# Stated exercise a:
According to the excerpt on the value of labor power, insurance for what kind of unemployment is included in the Value of Labour Power?

# Excerpt:
__________________________________________________
The other thing here is that because the average wages the workers need to cover these eventualities has fallen, over time, this is reflected in the Value of Labour Power. Consequently, wages can fall, raising profits. The workers receive in their wages, the equivalent Value sum, required to cover this element of their reproduction i.e. the cost of insuring themselves against unemployment, sickness, old age etc., and then hand this over to the State, as an insurance premium, out of which the State then funds the provision of these Welfare services.

However, as stated above, in calculating the Value of Labour-power, what is taken into account is only that amount, which, on average, is required to cover the reproduction of Labour Power under conditions of full employment i.e. under conditions where all available Labour Power is employed other than for that, which is frictionally unemployed. Consequently, covering such unemployment via a state run Unemployment Insurance Scheme, just like covering Health Insurance, or Education provision, by a similar scheme, represents a more efficient system for Capital, which reduces the Value of Labour Power, and raises profits. That is why all developed economies introduced Welfare States.

However, because what is included in the Value of Labour Power is only insurance for these periods of frictional unemployment, it can also be seen why these State run insurance schemes have only covered short periods of unemployment. If workers are unemployed, not because they are simply moving from one job to another, as part of the normal functioning of the system, but are unemployed for longer periods, because the system has itself entered a crisis, then this is no longer a question of ensuring the reproduction of the necessary labour-power, because under such conditions, less labour-power is itself required! Under such conditions, from the perspective of Capital, the Unemployment Benefit is being paid out to sustain Labour-power, which it does not actually need. It is a cost over and above what is required for the reproduction of the necessary Labour-Power, and therefore constitutes a deduction from Surplus Value.
__________________________________________________
# Dataset records:
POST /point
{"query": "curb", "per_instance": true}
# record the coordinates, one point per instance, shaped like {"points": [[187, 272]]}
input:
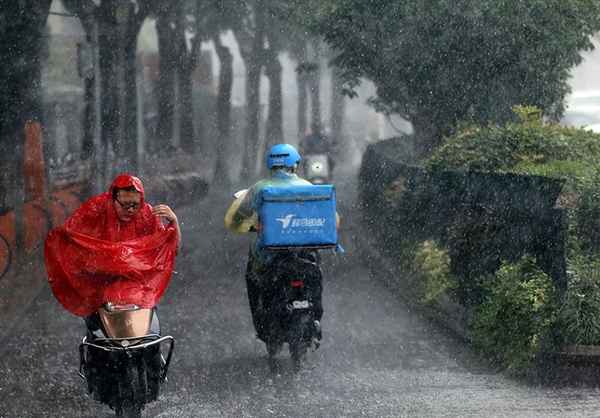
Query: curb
{"points": [[448, 314]]}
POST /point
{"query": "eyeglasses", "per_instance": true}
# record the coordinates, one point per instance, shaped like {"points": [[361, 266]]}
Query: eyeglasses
{"points": [[128, 206]]}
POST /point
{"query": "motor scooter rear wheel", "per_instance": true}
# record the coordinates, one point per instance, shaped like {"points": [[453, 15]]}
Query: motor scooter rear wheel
{"points": [[298, 351]]}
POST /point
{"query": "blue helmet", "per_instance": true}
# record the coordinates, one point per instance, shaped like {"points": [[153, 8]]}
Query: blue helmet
{"points": [[282, 155]]}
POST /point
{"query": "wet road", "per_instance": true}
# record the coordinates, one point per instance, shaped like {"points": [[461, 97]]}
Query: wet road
{"points": [[378, 359]]}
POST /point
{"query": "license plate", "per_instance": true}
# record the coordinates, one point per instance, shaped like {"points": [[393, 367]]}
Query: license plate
{"points": [[300, 304]]}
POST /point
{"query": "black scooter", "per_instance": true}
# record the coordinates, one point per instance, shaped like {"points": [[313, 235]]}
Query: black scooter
{"points": [[121, 360], [291, 304]]}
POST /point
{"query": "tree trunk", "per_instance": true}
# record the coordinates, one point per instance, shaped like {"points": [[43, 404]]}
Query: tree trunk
{"points": [[302, 83], [223, 111], [167, 51], [338, 108], [187, 63], [427, 135], [130, 139], [109, 101], [21, 30], [314, 85], [253, 62], [88, 149], [273, 69]]}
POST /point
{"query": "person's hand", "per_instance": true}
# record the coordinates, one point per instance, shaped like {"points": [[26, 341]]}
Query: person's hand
{"points": [[164, 211]]}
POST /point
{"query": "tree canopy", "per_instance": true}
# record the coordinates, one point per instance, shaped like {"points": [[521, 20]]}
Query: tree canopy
{"points": [[439, 63]]}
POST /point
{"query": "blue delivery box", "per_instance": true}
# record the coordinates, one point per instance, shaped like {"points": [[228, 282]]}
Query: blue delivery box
{"points": [[298, 216]]}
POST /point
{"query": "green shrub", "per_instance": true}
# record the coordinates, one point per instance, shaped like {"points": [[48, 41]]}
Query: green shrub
{"points": [[516, 316], [432, 264], [527, 146], [580, 312]]}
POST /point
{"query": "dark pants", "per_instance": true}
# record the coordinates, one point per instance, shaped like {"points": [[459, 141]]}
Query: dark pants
{"points": [[264, 287]]}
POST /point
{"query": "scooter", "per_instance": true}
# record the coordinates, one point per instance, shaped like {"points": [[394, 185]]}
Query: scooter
{"points": [[121, 360], [316, 168], [289, 303], [289, 294]]}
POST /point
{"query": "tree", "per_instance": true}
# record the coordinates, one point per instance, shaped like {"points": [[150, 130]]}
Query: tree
{"points": [[116, 26], [215, 17], [441, 63], [21, 30], [250, 37]]}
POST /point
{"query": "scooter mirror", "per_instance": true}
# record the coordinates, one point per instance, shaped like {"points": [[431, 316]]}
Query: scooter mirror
{"points": [[240, 193]]}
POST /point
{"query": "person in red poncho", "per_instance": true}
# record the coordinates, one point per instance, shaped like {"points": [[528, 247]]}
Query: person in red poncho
{"points": [[114, 248]]}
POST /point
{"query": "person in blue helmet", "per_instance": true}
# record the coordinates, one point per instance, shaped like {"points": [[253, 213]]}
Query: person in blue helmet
{"points": [[282, 161]]}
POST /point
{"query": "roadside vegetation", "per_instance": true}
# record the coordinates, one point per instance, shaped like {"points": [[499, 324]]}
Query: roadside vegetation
{"points": [[519, 312]]}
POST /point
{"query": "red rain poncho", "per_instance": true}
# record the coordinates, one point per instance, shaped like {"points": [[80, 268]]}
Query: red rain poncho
{"points": [[96, 258]]}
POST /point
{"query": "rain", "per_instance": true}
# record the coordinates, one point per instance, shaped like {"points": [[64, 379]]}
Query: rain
{"points": [[268, 208]]}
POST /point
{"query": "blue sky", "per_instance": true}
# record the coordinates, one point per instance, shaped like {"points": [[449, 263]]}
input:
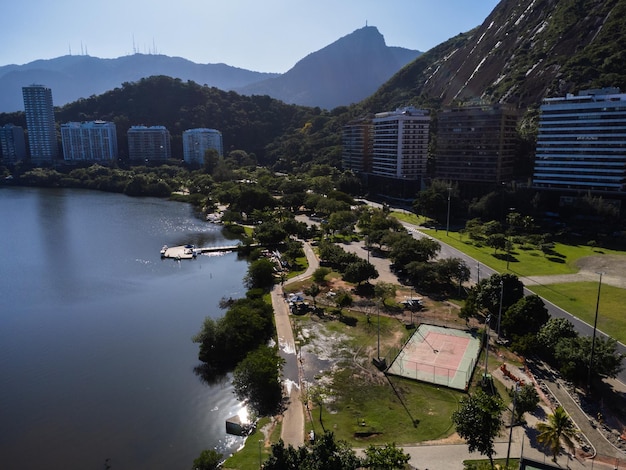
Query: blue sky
{"points": [[261, 35]]}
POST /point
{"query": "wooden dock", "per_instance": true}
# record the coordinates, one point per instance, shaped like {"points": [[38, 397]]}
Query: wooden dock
{"points": [[186, 252]]}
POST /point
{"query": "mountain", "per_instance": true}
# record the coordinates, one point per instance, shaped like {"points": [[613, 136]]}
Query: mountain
{"points": [[344, 72], [523, 52], [74, 77]]}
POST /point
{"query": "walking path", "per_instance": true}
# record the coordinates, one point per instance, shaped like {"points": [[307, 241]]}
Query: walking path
{"points": [[434, 456], [292, 431]]}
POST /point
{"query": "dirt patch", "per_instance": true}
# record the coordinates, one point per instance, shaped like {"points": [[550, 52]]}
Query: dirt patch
{"points": [[611, 265]]}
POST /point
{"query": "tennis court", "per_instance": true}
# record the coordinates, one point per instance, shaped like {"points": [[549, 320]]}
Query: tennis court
{"points": [[443, 356]]}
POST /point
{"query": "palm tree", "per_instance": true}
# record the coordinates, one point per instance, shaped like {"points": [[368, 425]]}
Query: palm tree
{"points": [[559, 426]]}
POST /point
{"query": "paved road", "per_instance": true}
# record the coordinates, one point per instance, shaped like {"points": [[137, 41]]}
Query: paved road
{"points": [[480, 271], [292, 431]]}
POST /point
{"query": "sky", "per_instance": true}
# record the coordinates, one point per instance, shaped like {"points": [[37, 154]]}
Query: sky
{"points": [[259, 35]]}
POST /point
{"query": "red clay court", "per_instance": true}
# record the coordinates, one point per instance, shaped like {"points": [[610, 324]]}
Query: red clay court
{"points": [[443, 356]]}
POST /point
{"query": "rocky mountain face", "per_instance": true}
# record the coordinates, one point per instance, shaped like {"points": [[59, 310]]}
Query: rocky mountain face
{"points": [[347, 71], [74, 77], [524, 51]]}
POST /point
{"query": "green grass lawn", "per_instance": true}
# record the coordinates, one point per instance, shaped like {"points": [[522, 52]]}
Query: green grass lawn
{"points": [[523, 260], [579, 298], [365, 407]]}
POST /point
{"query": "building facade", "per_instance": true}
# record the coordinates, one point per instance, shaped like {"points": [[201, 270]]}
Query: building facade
{"points": [[12, 143], [149, 143], [94, 141], [39, 111], [400, 144], [581, 144], [356, 141], [197, 141], [476, 144]]}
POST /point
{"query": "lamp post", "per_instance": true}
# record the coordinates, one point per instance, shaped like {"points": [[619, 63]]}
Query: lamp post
{"points": [[593, 338], [508, 240], [508, 450], [448, 218], [500, 309], [487, 320]]}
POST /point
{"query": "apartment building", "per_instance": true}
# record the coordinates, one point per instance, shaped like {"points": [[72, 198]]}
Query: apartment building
{"points": [[357, 143], [476, 144], [148, 144], [12, 143], [94, 141], [581, 144], [197, 141], [400, 146], [39, 111]]}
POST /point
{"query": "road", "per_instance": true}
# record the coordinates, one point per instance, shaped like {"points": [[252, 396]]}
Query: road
{"points": [[293, 417], [480, 271]]}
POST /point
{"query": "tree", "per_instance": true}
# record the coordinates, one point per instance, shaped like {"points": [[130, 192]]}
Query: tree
{"points": [[360, 271], [489, 290], [478, 420], [526, 316], [559, 426], [209, 459], [342, 222], [526, 400], [257, 379], [313, 290], [553, 331], [285, 458], [319, 275], [573, 355], [388, 457]]}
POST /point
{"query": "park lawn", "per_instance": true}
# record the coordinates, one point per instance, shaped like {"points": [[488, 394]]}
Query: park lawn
{"points": [[365, 407], [579, 299], [524, 260]]}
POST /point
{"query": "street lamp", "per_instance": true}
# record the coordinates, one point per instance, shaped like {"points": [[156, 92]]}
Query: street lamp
{"points": [[487, 320], [508, 451], [500, 310], [448, 218], [508, 241], [593, 338]]}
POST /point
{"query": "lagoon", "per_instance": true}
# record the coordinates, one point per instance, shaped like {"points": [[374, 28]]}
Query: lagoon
{"points": [[96, 357]]}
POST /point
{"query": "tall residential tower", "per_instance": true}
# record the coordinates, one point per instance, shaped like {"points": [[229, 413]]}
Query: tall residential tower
{"points": [[39, 112]]}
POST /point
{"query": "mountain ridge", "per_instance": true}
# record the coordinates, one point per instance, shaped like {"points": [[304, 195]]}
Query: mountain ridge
{"points": [[347, 70], [74, 77], [360, 61]]}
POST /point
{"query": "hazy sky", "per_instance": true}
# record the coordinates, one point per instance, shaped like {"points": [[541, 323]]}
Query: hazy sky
{"points": [[261, 35]]}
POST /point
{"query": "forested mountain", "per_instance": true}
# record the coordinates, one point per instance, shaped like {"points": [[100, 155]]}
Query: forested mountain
{"points": [[345, 72], [247, 123], [524, 51], [72, 77]]}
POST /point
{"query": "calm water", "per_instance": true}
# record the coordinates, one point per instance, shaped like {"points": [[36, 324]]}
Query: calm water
{"points": [[96, 358]]}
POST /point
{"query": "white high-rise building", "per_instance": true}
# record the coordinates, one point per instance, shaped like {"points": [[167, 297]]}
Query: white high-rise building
{"points": [[39, 111], [400, 148], [89, 141], [197, 141], [149, 143], [581, 144], [12, 143]]}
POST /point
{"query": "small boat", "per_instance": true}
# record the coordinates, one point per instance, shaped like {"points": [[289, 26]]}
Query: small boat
__________________________________________________
# Stated exercise b:
Collect every line of the records that contains the word "white", matching case exactly.

# Exercise result a:
Only periods of frictional unemployment.

# Exercise result b:
{"query": "white high-rise building", "per_instance": true}
Query: white high-rise building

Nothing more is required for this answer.